■ GIVEN TASK
Extract the lines of the records that run from the line containing "Query: orange traffic cone" through the line containing "M 26 421 L 26", including both of those lines, and repeat them exactly.

■ MATERIAL

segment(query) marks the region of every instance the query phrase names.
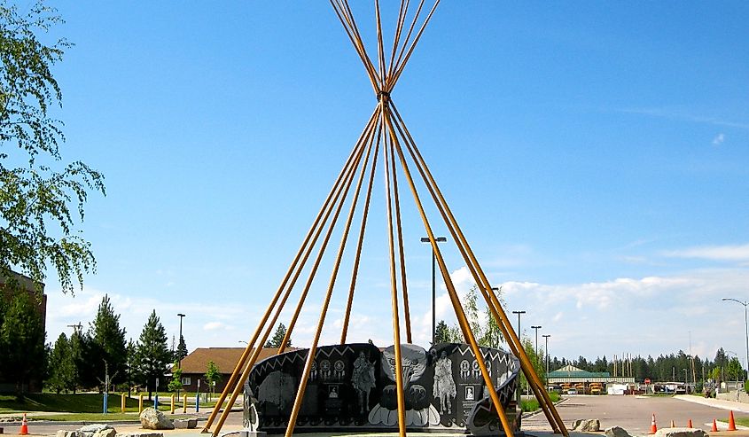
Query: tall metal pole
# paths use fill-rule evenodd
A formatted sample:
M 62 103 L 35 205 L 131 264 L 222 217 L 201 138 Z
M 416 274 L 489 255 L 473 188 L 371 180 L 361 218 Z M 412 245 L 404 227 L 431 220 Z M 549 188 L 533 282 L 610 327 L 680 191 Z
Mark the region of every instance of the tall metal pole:
M 549 337 L 551 334 L 543 334 L 542 337 L 546 339 L 546 383 L 549 384 Z
M 520 332 L 520 315 L 526 314 L 525 311 L 512 311 L 512 314 L 518 315 L 518 338 L 522 338 L 522 332 Z
M 744 329 L 746 336 L 746 371 L 749 373 L 749 322 L 746 319 L 746 306 L 749 305 L 747 301 L 741 301 L 733 298 L 723 298 L 723 300 L 733 300 L 734 302 L 744 305 Z M 746 380 L 747 373 L 744 374 L 744 380 Z
M 184 315 L 182 313 L 177 313 L 177 316 L 179 316 L 179 342 L 177 343 L 177 354 L 179 354 L 179 345 L 182 344 L 182 319 L 184 317 Z M 179 354 L 179 361 L 177 361 L 177 369 L 182 369 L 182 354 Z
M 535 360 L 538 361 L 538 330 L 541 329 L 541 325 L 531 326 L 531 329 L 535 330 Z
M 435 237 L 434 241 L 437 243 L 444 243 L 448 238 L 445 237 Z M 422 243 L 429 243 L 429 237 L 422 237 Z M 434 301 L 437 300 L 437 283 L 436 273 L 434 269 L 434 249 L 432 249 L 432 346 L 434 346 L 434 340 L 437 334 L 437 313 Z

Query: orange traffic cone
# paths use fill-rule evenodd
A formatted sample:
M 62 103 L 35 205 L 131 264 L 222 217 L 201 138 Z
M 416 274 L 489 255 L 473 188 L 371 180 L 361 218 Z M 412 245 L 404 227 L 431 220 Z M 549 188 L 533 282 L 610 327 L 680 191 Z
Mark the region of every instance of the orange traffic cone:
M 736 422 L 733 421 L 733 411 L 729 414 L 729 431 L 736 431 Z
M 26 421 L 26 413 L 23 413 L 23 422 L 20 423 L 19 435 L 28 435 L 28 422 Z

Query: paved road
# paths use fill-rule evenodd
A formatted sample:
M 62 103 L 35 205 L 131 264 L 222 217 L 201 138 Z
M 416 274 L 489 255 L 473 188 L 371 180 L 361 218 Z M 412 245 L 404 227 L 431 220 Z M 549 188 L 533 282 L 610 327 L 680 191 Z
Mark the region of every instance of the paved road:
M 728 410 L 722 408 L 672 397 L 651 396 L 568 396 L 558 405 L 557 410 L 568 428 L 575 419 L 597 418 L 602 430 L 621 426 L 633 435 L 645 435 L 650 432 L 652 414 L 655 414 L 659 428 L 669 427 L 671 420 L 676 426 L 686 426 L 687 421 L 691 419 L 695 428 L 705 431 L 710 431 L 713 419 L 728 420 L 729 417 Z M 749 417 L 749 413 L 736 410 L 734 417 Z M 523 419 L 522 429 L 528 432 L 551 430 L 542 413 Z

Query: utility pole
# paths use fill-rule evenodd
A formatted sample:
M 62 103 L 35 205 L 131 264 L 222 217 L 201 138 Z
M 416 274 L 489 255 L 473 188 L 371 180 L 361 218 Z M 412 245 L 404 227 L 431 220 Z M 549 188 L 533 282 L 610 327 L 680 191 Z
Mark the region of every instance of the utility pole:
M 538 330 L 541 329 L 541 325 L 531 326 L 531 329 L 535 330 L 535 359 L 538 361 Z
M 549 337 L 551 334 L 543 334 L 542 337 L 546 339 L 546 383 L 549 384 Z

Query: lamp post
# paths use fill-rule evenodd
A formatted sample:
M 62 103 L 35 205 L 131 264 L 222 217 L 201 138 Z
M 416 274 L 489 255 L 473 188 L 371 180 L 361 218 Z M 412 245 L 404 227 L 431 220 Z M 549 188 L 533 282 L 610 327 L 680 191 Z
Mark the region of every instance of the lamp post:
M 538 360 L 538 330 L 541 329 L 541 325 L 538 326 L 531 326 L 531 329 L 535 330 L 535 359 Z
M 520 315 L 526 314 L 526 312 L 525 311 L 512 311 L 512 314 L 518 315 L 518 339 L 522 340 L 522 339 L 520 338 L 523 335 L 520 332 Z
M 179 361 L 177 361 L 177 369 L 182 369 L 182 353 L 179 350 L 179 345 L 182 344 L 182 319 L 184 317 L 184 315 L 182 313 L 177 313 L 177 316 L 179 317 L 179 343 L 177 343 L 177 354 L 179 354 Z
M 549 337 L 551 334 L 543 334 L 542 337 L 546 339 L 546 383 L 549 384 Z
M 746 306 L 749 305 L 747 301 L 741 301 L 737 299 L 732 298 L 723 298 L 723 300 L 733 300 L 734 302 L 740 303 L 744 305 L 744 329 L 746 335 L 746 371 L 749 372 L 749 323 L 746 321 Z M 746 380 L 746 375 L 745 374 L 744 379 Z
M 444 237 L 436 237 L 434 238 L 434 241 L 436 241 L 437 243 L 444 243 L 447 240 L 448 240 L 448 238 L 446 238 Z M 422 243 L 430 243 L 431 240 L 429 239 L 429 237 L 422 237 L 421 242 Z M 437 332 L 437 322 L 436 322 L 437 315 L 436 315 L 435 308 L 434 308 L 434 300 L 435 300 L 436 295 L 437 295 L 436 282 L 435 282 L 436 273 L 435 273 L 435 269 L 434 269 L 434 263 L 435 263 L 434 247 L 432 247 L 432 345 L 433 346 L 434 345 L 434 336 L 435 336 L 436 332 Z

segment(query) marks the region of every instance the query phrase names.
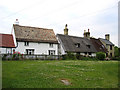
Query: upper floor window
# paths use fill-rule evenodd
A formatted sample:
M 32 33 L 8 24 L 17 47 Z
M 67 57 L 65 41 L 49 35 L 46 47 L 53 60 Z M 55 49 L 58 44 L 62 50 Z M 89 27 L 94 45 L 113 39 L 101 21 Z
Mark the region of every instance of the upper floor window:
M 87 45 L 88 48 L 90 48 L 90 45 Z
M 110 50 L 112 50 L 112 45 L 110 45 Z
M 49 50 L 49 55 L 55 55 L 55 50 Z
M 25 46 L 29 46 L 29 42 L 25 42 Z
M 79 48 L 79 47 L 80 47 L 80 43 L 76 43 L 75 46 L 76 46 L 77 48 Z
M 53 43 L 50 43 L 49 46 L 50 46 L 50 48 L 53 48 Z

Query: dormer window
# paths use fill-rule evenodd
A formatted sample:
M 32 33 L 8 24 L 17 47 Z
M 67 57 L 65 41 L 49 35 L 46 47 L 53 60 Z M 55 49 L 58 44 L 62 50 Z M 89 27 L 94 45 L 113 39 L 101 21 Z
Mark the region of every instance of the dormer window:
M 29 42 L 25 42 L 25 46 L 29 46 Z
M 75 46 L 76 46 L 77 48 L 79 48 L 79 47 L 80 47 L 80 43 L 76 43 Z
M 53 48 L 53 43 L 50 43 L 50 44 L 49 44 L 49 47 L 50 47 L 50 48 Z
M 88 48 L 90 48 L 90 45 L 87 45 Z

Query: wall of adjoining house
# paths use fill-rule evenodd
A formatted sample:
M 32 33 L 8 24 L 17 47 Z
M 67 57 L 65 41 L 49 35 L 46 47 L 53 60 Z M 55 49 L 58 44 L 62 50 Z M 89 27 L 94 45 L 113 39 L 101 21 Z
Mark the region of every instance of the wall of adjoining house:
M 49 43 L 29 42 L 29 46 L 25 46 L 24 42 L 18 42 L 18 47 L 15 51 L 26 54 L 26 49 L 34 49 L 34 54 L 48 55 L 48 50 L 55 50 L 55 55 L 58 55 L 58 44 L 53 44 L 53 48 L 49 47 Z

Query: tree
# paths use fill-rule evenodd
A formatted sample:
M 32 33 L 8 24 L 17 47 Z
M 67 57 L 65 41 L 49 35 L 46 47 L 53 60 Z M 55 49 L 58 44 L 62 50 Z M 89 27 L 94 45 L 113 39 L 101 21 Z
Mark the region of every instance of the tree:
M 114 47 L 114 54 L 115 54 L 115 57 L 120 56 L 120 48 L 118 48 L 117 46 Z

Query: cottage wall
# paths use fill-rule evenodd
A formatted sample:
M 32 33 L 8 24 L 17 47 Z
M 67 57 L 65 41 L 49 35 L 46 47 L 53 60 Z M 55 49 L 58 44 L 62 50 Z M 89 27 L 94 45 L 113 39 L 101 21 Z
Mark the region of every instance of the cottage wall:
M 13 48 L 0 48 L 0 54 L 12 54 Z
M 15 51 L 18 51 L 22 54 L 26 54 L 26 49 L 34 49 L 34 54 L 46 54 L 49 55 L 49 50 L 55 50 L 55 55 L 58 55 L 58 44 L 53 44 L 51 48 L 49 43 L 37 43 L 29 42 L 29 46 L 25 46 L 25 42 L 17 42 L 18 46 Z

■ EXERCISE RESPONSE
Query: orange traffic cone
# paths use fill-rule evenodd
A formatted sample:
M 62 103 L 35 205 L 131 264 L 222 217 L 201 138 Z
M 416 274 L 489 255 L 473 188 L 371 180 L 361 218 Z M 412 245 L 404 227 L 431 220 Z M 549 188 L 533 282 L 610 327 L 680 191 Z
Mark the region of every instance of the orange traffic cone:
M 736 422 L 733 421 L 733 411 L 729 414 L 729 431 L 736 431 Z
M 26 421 L 26 413 L 23 413 L 23 422 L 20 423 L 19 435 L 28 435 L 28 422 Z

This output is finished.